§ What you will do
Would you please transcribe the records below from the line with "Labeling batch C. For the image above, tag the window" through their final line, exactly and with no other lines?

——

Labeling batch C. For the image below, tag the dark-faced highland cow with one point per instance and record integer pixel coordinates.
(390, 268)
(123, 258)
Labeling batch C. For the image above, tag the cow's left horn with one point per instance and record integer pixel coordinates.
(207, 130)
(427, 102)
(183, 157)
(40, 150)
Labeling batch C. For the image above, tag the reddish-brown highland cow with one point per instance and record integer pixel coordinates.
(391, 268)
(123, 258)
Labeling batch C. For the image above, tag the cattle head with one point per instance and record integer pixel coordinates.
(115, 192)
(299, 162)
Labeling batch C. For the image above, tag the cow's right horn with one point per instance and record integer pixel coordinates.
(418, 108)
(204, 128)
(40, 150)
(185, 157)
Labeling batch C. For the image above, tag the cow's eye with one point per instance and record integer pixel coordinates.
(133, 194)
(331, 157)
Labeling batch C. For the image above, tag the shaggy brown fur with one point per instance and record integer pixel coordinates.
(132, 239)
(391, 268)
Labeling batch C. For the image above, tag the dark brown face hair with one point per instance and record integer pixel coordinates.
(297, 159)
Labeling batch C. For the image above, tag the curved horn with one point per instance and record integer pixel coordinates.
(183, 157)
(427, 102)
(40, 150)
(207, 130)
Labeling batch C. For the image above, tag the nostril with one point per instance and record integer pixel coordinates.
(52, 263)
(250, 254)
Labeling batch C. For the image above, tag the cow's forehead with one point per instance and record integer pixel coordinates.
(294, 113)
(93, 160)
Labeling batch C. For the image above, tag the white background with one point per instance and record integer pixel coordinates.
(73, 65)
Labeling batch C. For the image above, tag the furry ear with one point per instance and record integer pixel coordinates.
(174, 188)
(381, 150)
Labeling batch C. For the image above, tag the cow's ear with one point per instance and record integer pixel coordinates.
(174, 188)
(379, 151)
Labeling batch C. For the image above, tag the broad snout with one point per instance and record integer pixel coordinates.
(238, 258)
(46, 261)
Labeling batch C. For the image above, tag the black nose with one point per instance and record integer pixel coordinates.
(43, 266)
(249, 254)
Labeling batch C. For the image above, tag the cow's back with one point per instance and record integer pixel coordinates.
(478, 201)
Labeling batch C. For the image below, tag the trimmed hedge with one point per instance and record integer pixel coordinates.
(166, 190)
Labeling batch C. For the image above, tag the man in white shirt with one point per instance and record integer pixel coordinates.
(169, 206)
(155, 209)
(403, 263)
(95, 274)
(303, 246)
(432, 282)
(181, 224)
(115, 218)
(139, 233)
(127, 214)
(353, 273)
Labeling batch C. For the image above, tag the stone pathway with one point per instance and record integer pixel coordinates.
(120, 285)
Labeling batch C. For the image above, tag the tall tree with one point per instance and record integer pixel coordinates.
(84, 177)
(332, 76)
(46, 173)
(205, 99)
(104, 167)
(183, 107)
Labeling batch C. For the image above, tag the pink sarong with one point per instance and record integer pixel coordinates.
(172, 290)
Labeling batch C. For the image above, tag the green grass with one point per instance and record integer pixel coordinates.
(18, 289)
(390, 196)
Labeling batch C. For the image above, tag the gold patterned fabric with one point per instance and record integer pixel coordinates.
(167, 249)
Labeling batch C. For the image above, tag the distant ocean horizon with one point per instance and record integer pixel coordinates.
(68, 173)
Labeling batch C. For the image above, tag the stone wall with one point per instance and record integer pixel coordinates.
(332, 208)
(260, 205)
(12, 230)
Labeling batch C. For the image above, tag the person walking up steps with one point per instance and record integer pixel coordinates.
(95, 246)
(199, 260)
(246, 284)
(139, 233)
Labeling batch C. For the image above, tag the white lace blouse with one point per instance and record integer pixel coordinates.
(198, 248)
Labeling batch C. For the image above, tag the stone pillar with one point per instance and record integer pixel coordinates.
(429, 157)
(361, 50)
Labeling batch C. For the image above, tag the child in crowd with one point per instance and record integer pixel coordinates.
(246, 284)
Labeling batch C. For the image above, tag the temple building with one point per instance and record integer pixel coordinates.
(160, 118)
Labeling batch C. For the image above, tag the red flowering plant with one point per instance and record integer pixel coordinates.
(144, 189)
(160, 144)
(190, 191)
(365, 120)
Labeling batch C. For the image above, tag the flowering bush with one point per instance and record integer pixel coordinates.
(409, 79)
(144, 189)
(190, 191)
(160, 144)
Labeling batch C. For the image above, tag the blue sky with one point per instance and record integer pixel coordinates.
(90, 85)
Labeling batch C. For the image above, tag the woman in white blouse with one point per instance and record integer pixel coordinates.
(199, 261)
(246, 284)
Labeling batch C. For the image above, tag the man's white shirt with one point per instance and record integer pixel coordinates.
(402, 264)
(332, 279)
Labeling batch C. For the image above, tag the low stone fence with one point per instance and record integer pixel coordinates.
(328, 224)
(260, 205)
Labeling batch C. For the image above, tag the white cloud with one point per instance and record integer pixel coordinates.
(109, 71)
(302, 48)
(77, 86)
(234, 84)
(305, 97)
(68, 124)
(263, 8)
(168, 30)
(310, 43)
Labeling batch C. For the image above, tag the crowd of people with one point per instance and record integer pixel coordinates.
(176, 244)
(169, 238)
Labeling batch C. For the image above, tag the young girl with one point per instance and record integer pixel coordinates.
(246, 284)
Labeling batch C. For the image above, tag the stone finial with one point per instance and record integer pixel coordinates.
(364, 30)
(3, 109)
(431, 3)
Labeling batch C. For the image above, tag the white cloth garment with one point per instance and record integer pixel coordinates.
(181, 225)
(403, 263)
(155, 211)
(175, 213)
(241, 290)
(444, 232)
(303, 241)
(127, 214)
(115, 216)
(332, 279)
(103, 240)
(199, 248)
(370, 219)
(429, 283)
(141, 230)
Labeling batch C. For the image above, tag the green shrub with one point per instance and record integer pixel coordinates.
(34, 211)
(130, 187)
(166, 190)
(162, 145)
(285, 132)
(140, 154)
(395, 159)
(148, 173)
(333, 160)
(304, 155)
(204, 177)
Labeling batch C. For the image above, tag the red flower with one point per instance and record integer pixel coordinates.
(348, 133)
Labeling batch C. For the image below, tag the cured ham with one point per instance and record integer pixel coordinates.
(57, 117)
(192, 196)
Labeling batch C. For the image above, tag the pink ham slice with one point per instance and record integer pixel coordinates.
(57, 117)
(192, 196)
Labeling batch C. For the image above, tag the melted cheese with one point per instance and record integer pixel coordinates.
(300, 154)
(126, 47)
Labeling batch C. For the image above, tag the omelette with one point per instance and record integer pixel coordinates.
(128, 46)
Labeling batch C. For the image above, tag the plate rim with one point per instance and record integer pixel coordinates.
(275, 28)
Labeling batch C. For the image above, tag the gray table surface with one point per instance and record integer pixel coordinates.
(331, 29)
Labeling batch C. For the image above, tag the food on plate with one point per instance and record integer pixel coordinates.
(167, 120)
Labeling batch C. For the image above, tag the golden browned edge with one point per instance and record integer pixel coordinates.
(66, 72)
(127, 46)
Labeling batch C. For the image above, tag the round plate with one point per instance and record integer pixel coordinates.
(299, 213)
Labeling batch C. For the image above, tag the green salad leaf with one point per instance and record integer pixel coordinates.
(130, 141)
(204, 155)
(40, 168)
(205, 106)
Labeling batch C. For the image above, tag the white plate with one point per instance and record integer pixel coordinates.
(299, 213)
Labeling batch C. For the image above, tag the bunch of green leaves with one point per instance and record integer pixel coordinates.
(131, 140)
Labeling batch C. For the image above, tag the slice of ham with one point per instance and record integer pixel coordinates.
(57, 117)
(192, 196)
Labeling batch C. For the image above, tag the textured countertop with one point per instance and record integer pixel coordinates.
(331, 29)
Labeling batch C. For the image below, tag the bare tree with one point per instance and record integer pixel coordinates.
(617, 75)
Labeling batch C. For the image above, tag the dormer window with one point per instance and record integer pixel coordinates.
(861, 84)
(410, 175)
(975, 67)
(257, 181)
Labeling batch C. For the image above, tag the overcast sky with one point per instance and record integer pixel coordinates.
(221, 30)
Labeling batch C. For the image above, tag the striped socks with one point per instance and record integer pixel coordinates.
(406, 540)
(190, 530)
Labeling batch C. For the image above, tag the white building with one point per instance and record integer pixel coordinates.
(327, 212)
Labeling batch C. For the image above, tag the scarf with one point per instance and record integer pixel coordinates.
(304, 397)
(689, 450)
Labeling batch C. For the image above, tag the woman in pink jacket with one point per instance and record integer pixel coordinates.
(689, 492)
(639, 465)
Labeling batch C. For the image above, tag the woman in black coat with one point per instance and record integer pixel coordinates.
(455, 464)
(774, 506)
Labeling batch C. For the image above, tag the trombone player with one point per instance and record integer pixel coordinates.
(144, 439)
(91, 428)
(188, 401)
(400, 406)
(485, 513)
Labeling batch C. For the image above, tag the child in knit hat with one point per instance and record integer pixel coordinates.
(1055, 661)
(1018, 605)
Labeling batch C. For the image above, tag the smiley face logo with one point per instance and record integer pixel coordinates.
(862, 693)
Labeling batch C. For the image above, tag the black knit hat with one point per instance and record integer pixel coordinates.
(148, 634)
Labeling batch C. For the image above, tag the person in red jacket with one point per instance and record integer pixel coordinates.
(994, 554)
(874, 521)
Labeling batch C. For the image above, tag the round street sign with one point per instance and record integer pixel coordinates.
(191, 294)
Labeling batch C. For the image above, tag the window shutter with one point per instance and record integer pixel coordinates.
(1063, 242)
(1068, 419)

——

§ Exercise response
Labeling batch C. For the image above, tag the window shutter with one point per instance and record integer pixel coordinates.
(1063, 242)
(1068, 419)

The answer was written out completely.